● Task goal
Copy the records below exactly as they appear.

● Supplied data
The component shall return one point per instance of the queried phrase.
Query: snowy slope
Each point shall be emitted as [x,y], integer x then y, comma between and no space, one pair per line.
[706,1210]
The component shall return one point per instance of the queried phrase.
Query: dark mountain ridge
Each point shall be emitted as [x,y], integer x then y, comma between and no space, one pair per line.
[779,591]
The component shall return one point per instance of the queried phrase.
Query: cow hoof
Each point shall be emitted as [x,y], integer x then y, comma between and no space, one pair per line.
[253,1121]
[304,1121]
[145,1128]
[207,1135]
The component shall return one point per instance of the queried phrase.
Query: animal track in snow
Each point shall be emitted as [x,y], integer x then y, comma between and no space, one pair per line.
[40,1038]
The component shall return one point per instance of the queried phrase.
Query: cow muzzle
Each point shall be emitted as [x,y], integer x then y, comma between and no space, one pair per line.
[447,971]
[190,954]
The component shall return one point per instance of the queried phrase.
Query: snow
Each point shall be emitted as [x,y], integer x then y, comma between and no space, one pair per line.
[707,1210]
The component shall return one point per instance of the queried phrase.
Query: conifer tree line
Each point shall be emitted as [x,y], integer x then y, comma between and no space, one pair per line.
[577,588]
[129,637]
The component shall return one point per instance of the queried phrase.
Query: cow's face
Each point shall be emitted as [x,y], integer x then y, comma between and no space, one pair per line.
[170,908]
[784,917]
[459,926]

● Task response
The component shall return one point per instance of the queried phrase.
Query: snowy slope
Each point shall be emitted as [x,y], integer x then y, comma between and no space, one pair per line.
[706,1210]
The component shall return one point per instance of the queried phrase.
Query: dark mountain ridge
Each point shall be emitted as [x,y], integer x then y, comma between and no space, one pair per line.
[779,591]
The component shall return one point per instance of the queried phrase.
Query: cow hoof
Each point shall be emitted as [x,y], integer x then y, comma between and no space, one pair per line.
[253,1121]
[304,1121]
[145,1128]
[207,1135]
The component shall return one point per instance of the queried phrase.
Query: animal track in snow
Each point shall be emitted as [x,y], integer x then y, comma between and no space, one pair per line.
[40,1038]
The component shall return one point per instance of the queried phrase.
Query: cow muzzle
Each point shall be emitted as [x,y], integer x then y, comma between and no space, one pair per line.
[447,971]
[190,954]
The component shall return one point per instance of the queried phrase.
Query: snow
Each point shall be emitted as [x,y], integer x then y, comma between and no space, one pair per line.
[707,1210]
The component shall return one point per instance of the queried phrase.
Query: conifer tree line
Each point shall be emitted as [x,y], integer x then y, comma between and no space, one pair per line.
[577,588]
[129,637]
The component shall return one point per instance of the queried phrase.
Query: cow's face
Each point shall be emitted as [x,y], integer x then y, comma between and no space, one pair per line.
[170,908]
[784,917]
[459,926]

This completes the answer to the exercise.